- [PARTS OF THE EXERCISE]
(1) In the Paytm article, rewrite the stretch from "Among those given" through "the eCommerce business.", changing "mobile wallet" to "digital wallet".
(2) Answer these questions from the Paytm article:
(a) What is the name of the payments unit Paytm is creating?
(b) How many new payment banks did the Reserve Bank of India approve?
(c) What percentage stake in Paytm does One97 Communications still own?

Paytm Forms Its Own Bank

India’s mobile payment processing firm Paytm is splitting into two, its co-founder Vijay Shekhar Sharma said in an interview with PaymentEye.

The split will involve Paytm creating its own payments unit called Paytm Payment Bank Ltd, while its parent company One97 will run the eCommerce side of the business. This news follows the recent announcement that the Reserve Bank of India had approved the creation of 11 new payment banks to help address financial inclusion. Because it’s more popular to own a mobile phone than a bank account (about 2 to 1 ratio), that’s why the mobile money banking has taken off.

Among those given permission was Sharma, who said he will create Paytm Payment Bank, which will be the company that oversees it primary product, Paytm’s mobile wallet. Alibaba-owned One97 Communications, which still owns a 49 percent stake in Paytm, will continue to operate the eCommerce business.

As Paytm looks to get deeper into the finance sector, Sharma explained why it was so important to gain approval from the RBI.

- [PROVIDED INFORMATION]
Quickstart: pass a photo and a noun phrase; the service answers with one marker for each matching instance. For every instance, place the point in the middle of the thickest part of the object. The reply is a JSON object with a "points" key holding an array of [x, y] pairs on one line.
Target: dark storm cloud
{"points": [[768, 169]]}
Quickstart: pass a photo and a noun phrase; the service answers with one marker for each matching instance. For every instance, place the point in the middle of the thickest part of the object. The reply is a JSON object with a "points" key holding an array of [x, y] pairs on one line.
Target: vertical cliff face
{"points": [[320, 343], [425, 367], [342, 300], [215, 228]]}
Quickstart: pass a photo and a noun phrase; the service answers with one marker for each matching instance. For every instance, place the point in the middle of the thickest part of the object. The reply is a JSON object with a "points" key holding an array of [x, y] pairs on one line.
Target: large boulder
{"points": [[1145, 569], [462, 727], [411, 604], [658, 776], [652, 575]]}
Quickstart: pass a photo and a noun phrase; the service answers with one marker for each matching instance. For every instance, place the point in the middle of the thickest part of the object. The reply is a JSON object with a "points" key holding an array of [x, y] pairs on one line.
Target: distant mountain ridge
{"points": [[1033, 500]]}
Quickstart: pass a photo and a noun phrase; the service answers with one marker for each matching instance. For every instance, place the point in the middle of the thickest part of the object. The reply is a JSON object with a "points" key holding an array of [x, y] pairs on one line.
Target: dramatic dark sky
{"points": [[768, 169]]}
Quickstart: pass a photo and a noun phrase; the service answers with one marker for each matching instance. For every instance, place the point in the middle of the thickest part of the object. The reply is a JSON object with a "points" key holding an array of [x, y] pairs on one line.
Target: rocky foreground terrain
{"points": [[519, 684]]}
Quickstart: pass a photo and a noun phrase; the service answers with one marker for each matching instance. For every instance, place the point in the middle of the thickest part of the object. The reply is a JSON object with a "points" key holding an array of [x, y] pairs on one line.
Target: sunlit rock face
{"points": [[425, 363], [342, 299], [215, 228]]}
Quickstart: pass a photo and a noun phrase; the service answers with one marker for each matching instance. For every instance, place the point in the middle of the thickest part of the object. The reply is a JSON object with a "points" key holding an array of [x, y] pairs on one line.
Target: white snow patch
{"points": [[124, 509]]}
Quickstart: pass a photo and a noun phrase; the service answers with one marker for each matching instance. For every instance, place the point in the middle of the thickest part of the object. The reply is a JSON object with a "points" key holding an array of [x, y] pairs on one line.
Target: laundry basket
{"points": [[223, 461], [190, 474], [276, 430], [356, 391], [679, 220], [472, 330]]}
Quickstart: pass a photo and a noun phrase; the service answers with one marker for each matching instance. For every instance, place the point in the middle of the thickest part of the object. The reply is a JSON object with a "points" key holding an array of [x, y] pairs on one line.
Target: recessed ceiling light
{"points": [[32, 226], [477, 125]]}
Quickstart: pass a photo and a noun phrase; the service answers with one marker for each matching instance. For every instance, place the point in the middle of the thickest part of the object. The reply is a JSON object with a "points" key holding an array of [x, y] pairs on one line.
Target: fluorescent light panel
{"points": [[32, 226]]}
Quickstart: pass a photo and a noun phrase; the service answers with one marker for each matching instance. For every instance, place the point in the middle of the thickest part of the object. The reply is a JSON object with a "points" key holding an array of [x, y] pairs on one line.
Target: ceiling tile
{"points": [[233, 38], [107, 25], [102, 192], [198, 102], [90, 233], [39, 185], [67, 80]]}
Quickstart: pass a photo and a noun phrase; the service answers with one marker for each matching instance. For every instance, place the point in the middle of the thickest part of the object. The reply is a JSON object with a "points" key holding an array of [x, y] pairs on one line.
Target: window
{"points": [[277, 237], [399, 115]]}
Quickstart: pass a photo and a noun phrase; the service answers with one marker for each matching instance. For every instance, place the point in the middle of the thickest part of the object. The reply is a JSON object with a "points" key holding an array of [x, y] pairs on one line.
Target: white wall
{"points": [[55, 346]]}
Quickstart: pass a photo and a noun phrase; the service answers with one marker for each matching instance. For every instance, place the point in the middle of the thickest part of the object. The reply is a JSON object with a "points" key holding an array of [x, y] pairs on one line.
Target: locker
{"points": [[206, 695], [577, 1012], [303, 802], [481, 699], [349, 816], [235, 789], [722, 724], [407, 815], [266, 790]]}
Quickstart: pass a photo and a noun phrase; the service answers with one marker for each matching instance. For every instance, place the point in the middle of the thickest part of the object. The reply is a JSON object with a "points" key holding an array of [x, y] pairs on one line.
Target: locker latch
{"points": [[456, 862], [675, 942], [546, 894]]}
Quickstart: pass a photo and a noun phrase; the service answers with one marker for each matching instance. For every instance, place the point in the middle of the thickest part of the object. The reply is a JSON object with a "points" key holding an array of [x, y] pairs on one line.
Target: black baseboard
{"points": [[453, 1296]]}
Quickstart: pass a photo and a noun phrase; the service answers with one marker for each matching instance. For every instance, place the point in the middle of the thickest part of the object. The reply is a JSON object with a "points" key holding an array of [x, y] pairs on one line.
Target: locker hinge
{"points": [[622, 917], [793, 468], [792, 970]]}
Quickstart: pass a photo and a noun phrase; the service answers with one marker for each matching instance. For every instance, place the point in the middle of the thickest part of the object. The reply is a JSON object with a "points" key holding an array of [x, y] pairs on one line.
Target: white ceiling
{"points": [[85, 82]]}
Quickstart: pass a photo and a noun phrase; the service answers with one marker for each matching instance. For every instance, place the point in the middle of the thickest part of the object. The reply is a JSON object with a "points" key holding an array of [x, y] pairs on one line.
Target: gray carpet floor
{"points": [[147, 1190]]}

- [SOLUTIONS BY TASK]
(1)
Among those given permission was Sharma, who said he will create Paytm Payment Bank, which will be the company that oversees it primary product, Paytm’s digital wallet. Alibaba-owned One97 Communications, which still owns a 49 percent stake in Paytm, will continue to operate the eCommerce business.

(2)
(a) Paytm Payment Bank Ltd
(b) 11
(c) 49 percent